* [DAFTAR TUGAS]:
A: Berdasarkan kutipan teks, jelaskan mengapa sistem politik kapitalisme demokrasi memungkinkan pemilik modal, para pendusta, dan kalangan kafirin menjadi penguasa. Jawab dalam satu sampai tiga kalimat.
B: Tentukan apakah setiap pernyataan berikut sesuai dengan kutipan teks. Jawab ya atau tidak, lalu kutip kata-kata penentunya. (i) Syarat pemimpin dalam Islam boleh dilanggar. (ii) Para pendakwah dicap radikal. (iii) Pemimpin dalam Islam bertanggung jawab terhadap Allah dan umatnya.
C: Teruskan kutipan teks tentang kepemimpinan dalam Islam, mulai setelah kalimat terakhirnya.

* [KUTIPAN TEKS]:
================
Iya, itulah yang terjadi dengan penguasa negeri ini. Bila anak-anak saja di kriminalisasi, apalagi dengan para pendakwah yang menyerukan Islam. Mereka di kriminalisasi, dipersekusi, dicekal, dan dicap radikal bahkan intoleran. Namun itulah yang menjadi tantangan bagi kita.

Dalam sistem politik kapitalisme demokrasi memungkinkan untuk berkuasanya orang-orang pemilik modal. Orang yang pandai dalam melakukan pencitraan, para pendusta, dan kalangan kafirin untuk menjadi penguasa. Ini karena penguasa dipilih rakyat berdasarkan suara terbanyak, dan penguasa berhak membuat aturan sesuai dengan keinginan dan kepentingan mereka.

Bagaimana dengan Islam?
Berbeda dengan Islam yang menerapkan syarat tertentu bagi pemimpin yang tidak boleh dilanggar. Syarat tersebut adalah harus laki-laki, muslim, baligh, merdeka, berakal, dan adil. Serta pemimpin itu sendiri nantinya akan menerapkan aturan Allah dan bertanggung jawab terhadap Allah dan umatnya.
================
* [BARIS DATA]:
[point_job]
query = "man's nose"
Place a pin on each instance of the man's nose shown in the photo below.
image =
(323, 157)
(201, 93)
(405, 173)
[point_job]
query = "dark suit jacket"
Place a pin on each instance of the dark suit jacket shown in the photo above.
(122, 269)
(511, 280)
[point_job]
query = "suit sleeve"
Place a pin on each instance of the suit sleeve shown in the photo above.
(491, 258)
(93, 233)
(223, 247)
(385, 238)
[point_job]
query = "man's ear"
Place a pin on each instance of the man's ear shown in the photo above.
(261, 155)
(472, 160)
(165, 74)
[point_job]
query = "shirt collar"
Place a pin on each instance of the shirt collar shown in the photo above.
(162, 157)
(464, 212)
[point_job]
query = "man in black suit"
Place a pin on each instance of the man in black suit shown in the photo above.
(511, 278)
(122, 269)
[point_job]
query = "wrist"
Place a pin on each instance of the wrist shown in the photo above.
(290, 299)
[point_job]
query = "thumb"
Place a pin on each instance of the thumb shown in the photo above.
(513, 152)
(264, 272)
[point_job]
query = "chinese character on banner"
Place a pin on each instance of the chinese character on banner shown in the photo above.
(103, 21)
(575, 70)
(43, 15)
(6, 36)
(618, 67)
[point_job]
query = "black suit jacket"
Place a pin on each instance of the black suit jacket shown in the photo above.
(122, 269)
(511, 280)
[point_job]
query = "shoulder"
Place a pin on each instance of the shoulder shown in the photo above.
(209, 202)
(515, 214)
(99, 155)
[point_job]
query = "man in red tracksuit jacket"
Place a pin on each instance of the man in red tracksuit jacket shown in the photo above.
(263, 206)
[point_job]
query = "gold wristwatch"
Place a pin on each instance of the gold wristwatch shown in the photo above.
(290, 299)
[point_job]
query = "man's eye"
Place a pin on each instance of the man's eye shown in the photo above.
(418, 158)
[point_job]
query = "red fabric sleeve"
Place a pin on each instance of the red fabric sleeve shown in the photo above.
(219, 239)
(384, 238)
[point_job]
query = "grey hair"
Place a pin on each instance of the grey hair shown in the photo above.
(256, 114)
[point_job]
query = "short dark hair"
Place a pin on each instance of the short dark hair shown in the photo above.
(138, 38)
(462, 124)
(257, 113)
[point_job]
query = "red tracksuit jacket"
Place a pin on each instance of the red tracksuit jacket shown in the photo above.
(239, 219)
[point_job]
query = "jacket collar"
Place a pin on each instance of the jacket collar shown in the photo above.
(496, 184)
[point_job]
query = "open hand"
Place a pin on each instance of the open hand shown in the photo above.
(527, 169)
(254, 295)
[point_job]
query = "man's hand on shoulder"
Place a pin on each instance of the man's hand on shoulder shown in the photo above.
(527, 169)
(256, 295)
================
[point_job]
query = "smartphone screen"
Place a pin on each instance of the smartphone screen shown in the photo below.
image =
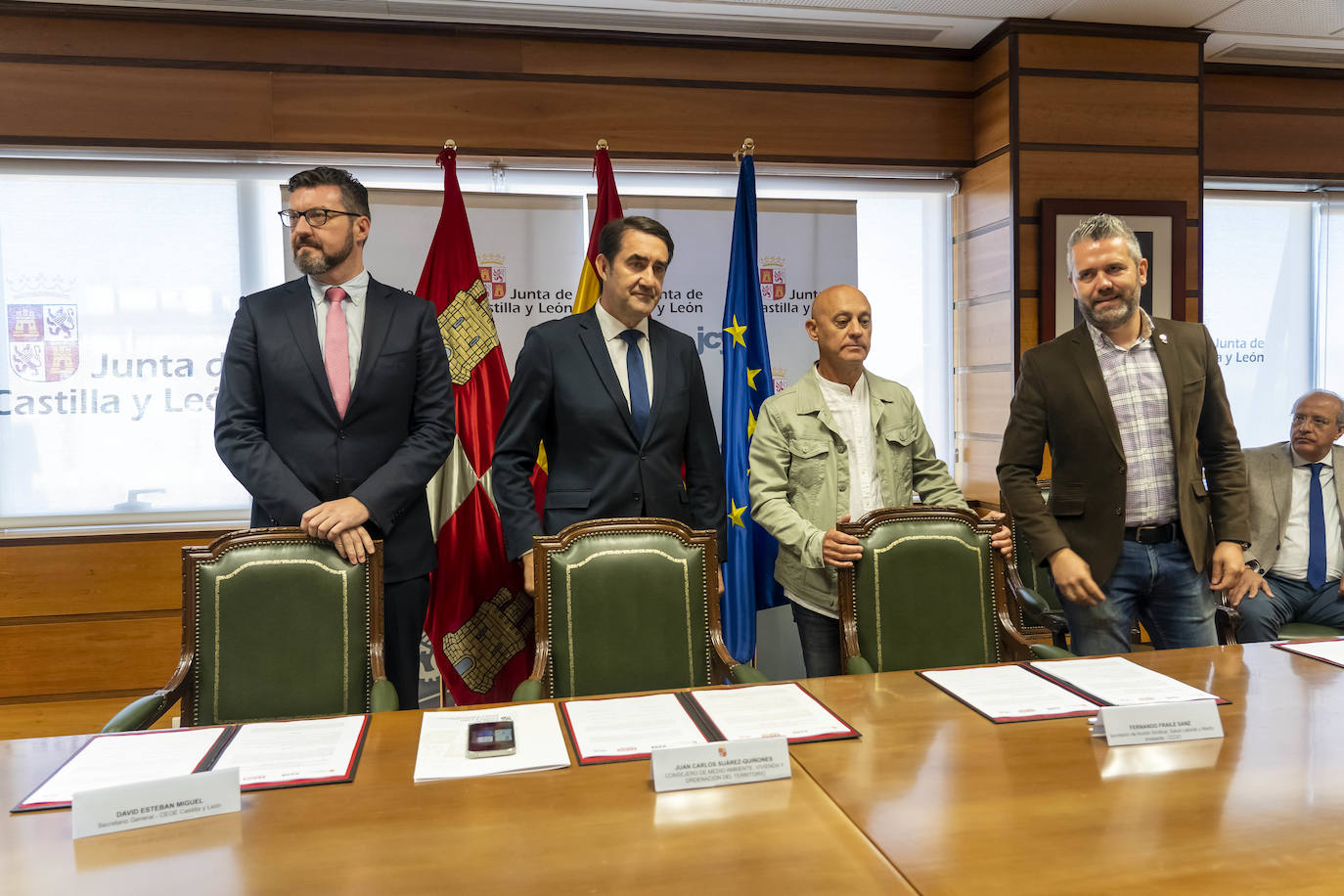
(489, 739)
================
* [JAWABAN TUGAS]:
A: Dalam sistem tersebut, penguasa dipilih rakyat berdasarkan suara terbanyak. Penguasa juga berhak membuat aturan sesuai dengan keinginan dan kepentingan mereka.

B:
(i) Tidak: "syarat tertentu bagi pemimpin yang tidak boleh dilanggar"
(ii) Ya: "dicap radikal bahkan intoleran"
(iii) Ya: "bertanggung jawab terhadap Allah dan umatnya"

C:
Begitu indahnya saat kita membayangkan jika Islam yang berkuasa menerapkan sistem ekonomi dan politik yang berdasarkan hukum syariat. Dan bagaimana dengan pemilik modal yang berkuasa, apakah mereka akan ada tempat? Jawabnya adalah, tidak. Bahkan kaum muslimin akan melepaskan diri dari penguasaan para kapitalisme dan menolak modal serta campur tangan dari mereka.

Dan inilah yang ditakuti oleh negara-negara kapitalis dunia. Mereka akan berusaha dengan segala cara untuk menghalangi kebangkitan Islam dan tegaknya hukum Islam.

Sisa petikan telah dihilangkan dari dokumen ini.